Stored records
Content starts
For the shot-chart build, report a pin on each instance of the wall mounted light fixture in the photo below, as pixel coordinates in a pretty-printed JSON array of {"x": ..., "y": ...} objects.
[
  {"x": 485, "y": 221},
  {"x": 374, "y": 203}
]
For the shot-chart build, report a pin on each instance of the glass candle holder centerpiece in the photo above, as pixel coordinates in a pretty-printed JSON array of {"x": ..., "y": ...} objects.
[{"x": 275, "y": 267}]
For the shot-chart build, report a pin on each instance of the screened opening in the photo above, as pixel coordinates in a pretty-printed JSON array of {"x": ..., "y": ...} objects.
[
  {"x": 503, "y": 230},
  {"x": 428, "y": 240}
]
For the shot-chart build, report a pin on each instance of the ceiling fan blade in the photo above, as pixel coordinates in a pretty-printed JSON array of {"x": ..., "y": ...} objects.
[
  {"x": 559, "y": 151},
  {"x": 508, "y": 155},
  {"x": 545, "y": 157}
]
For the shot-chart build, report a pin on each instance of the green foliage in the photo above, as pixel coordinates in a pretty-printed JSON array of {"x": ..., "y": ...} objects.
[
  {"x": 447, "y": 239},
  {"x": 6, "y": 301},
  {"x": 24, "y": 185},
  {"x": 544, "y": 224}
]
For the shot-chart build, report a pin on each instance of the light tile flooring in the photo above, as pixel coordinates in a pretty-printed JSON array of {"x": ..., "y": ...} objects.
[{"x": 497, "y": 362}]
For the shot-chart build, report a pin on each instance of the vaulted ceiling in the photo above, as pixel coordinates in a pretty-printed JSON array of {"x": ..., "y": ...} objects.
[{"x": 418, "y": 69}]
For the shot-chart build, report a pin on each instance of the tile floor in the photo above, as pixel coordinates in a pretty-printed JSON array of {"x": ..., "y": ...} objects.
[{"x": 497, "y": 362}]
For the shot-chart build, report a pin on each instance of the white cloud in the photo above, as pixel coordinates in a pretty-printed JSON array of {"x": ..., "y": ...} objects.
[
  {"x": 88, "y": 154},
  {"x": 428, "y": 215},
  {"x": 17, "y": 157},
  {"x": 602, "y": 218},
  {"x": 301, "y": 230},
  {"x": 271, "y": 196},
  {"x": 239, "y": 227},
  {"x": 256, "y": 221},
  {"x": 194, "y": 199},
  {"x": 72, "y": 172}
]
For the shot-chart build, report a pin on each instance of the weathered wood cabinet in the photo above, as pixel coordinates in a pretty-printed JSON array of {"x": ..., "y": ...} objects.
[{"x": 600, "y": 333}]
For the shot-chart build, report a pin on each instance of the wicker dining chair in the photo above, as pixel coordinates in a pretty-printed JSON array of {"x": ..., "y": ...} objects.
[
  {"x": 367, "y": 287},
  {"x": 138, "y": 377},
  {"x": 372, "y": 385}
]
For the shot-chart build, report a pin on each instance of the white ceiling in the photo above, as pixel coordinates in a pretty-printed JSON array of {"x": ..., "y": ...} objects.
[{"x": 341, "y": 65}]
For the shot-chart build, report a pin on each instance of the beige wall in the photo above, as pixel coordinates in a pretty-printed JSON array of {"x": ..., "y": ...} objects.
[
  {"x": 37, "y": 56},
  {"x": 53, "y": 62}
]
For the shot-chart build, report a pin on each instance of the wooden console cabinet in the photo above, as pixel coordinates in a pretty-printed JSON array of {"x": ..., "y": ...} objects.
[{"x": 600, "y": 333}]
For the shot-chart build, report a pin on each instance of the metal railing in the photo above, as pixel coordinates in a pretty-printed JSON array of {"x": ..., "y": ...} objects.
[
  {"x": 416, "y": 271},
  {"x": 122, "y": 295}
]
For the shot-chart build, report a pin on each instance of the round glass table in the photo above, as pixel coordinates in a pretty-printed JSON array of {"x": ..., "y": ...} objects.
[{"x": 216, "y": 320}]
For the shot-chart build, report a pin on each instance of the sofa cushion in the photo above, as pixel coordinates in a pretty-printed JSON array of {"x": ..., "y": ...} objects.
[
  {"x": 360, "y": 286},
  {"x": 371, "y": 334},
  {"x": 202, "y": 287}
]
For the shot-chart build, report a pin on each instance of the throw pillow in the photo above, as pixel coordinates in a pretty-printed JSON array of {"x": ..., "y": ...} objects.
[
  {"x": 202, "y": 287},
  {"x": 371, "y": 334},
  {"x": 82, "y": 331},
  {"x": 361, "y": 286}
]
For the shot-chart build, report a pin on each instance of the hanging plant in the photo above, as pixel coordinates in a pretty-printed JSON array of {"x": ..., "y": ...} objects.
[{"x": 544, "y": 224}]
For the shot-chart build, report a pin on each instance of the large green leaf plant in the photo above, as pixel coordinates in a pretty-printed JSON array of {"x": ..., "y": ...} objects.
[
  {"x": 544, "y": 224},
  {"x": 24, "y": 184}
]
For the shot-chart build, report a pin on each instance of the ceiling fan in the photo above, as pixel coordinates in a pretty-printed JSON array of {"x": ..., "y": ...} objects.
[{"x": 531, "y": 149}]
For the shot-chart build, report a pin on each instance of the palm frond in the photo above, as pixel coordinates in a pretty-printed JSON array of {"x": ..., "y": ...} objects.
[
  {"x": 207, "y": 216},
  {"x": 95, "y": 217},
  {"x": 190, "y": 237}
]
Content ends
What is needed: The records above need copying again. Keep each word as it is.

Answer for the task:
For the shot-chart build, report a pin on each instance of the wall mounted light fixture in the photo below, as pixel coordinates in a pretty-printed JSON array of {"x": ..., "y": ...} objects.
[
  {"x": 485, "y": 221},
  {"x": 374, "y": 203}
]
For the shot-chart build, report a pin on each instance of the glass candle holder centerpiece in the photo above, as pixel coordinates in a pretty-printed JSON array of {"x": ..., "y": ...} objects.
[{"x": 275, "y": 267}]
For the shot-chart build, report a pin on each instance of the screened opening in the photo above, as pixel coordinates in a pretty-printed JSON array of {"x": ..., "y": ...} objects.
[
  {"x": 503, "y": 230},
  {"x": 428, "y": 240}
]
For the shot-chart build, report a pin on each instance of the ceiling fan blade in the photo above, as pixel coordinates in a pretty-printed JSON array of {"x": ..., "y": ...} objects.
[
  {"x": 559, "y": 151},
  {"x": 508, "y": 155},
  {"x": 545, "y": 157}
]
For the shot-chart build, report a pin on each instance of the green foliage in the photo above, as pixel coordinates in a pretty-printed JSON array of {"x": ..., "y": ...} objects.
[
  {"x": 447, "y": 239},
  {"x": 6, "y": 301},
  {"x": 24, "y": 185},
  {"x": 544, "y": 224}
]
For the shot-chart build, report a pin on each instance of the light tile flooring in the photo above, as pixel coordinates in a pretty-printed JSON array of {"x": ..., "y": ...} objects.
[{"x": 497, "y": 362}]
For the shot-chart build, report a pin on each instance of the vaulted ceiling in the photo above, as pixel coordinates in a pretty-printed JSON array of {"x": ..., "y": ...} objects.
[{"x": 418, "y": 69}]
For the shot-chart build, report a pin on each instance of the tile floor in the photo above, as pixel coordinates in a pretty-printed JSON array of {"x": ..., "y": ...} objects.
[{"x": 497, "y": 362}]
For the shot-chart build, report a pin on each instance of the white cloud in the photo above, as pixel coordinates in a pretty-printed JSON array of {"x": ..., "y": ...} objects.
[
  {"x": 88, "y": 154},
  {"x": 428, "y": 215},
  {"x": 17, "y": 157},
  {"x": 602, "y": 218},
  {"x": 301, "y": 230},
  {"x": 271, "y": 196},
  {"x": 239, "y": 227},
  {"x": 256, "y": 221},
  {"x": 194, "y": 199},
  {"x": 72, "y": 172}
]
For the shot-chart build, report a pin on each instance of the weathered wood cabinet in the photo above, as pixel coordinates in a pretty-printed JSON array of {"x": ..., "y": ...} objects.
[{"x": 600, "y": 333}]
For the shot-chart build, report a pin on each instance of the wicker dining chair in the photo above, as pixel coordinates in a pretty-printed JSON array of {"x": ..., "y": ...} objects.
[
  {"x": 367, "y": 287},
  {"x": 138, "y": 377},
  {"x": 372, "y": 385}
]
For the shot-chart build, report a pin on each instance of the white ceiling in the photo above, as pixel coordinates in a pretty-printed JSON array of {"x": ..., "y": ...} objects.
[{"x": 341, "y": 65}]
For the shot-chart build, report a pin on each instance of the beige wall in the photo above, as pixel coordinates in a pretty-printed JSON array of {"x": ..., "y": ...} objects.
[
  {"x": 37, "y": 56},
  {"x": 53, "y": 62}
]
For the shot-chart build, report a pin on each instance of the wooden console cabinet in the photo above, as pixel coordinates in a pretty-printed JSON array of {"x": ..., "y": ...} objects.
[{"x": 600, "y": 333}]
For the shot-chart build, report a pin on each instance of the metal railing in the photo above, as pixel coordinates in a pretty-printed JSON array of {"x": ..., "y": ...} objects.
[
  {"x": 416, "y": 271},
  {"x": 122, "y": 295}
]
For the shot-chart build, report a pin on each instance of the round glass table in the photo above, as pixel coordinates in a pretty-printed JSON array of {"x": ..., "y": ...} objects.
[{"x": 216, "y": 320}]
For the shot-chart build, report a pin on each instance of the sofa cushion in the photo above, as pixel coordinates in a pretty-printed JSON array of {"x": ..., "y": ...} objects.
[
  {"x": 360, "y": 286},
  {"x": 371, "y": 334},
  {"x": 202, "y": 287}
]
For the shot-chart build, report a pin on each instance of the throw pillow in the photo above, as pixel coordinates in a pretty-printed JSON array of {"x": ..., "y": ...} objects.
[
  {"x": 202, "y": 287},
  {"x": 371, "y": 334},
  {"x": 82, "y": 331},
  {"x": 361, "y": 286}
]
For the shot-chart build, report a pin on each instance of the hanging plant in the photo above, as pixel coordinates in a pretty-printed JSON array of {"x": ..., "y": ...} objects.
[{"x": 544, "y": 224}]
For the shot-chart build, report a pin on each instance of the large green leaf plant in the photo above, as pixel coordinates in a pretty-printed JSON array of {"x": ..., "y": ...} objects.
[
  {"x": 544, "y": 224},
  {"x": 24, "y": 184}
]
For the shot-chart build, report a pin on each instance of the ceiling fan in the photo above, as pixel coordinates in a pretty-printed JSON array of {"x": ..., "y": ...} objects.
[{"x": 531, "y": 149}]
For the shot-chart build, report a pin on each instance of the palm frond in the photo above, as pixel coordinates in a pretty-printed JSON array of {"x": ..., "y": ...} objects.
[
  {"x": 207, "y": 216},
  {"x": 95, "y": 217},
  {"x": 190, "y": 237}
]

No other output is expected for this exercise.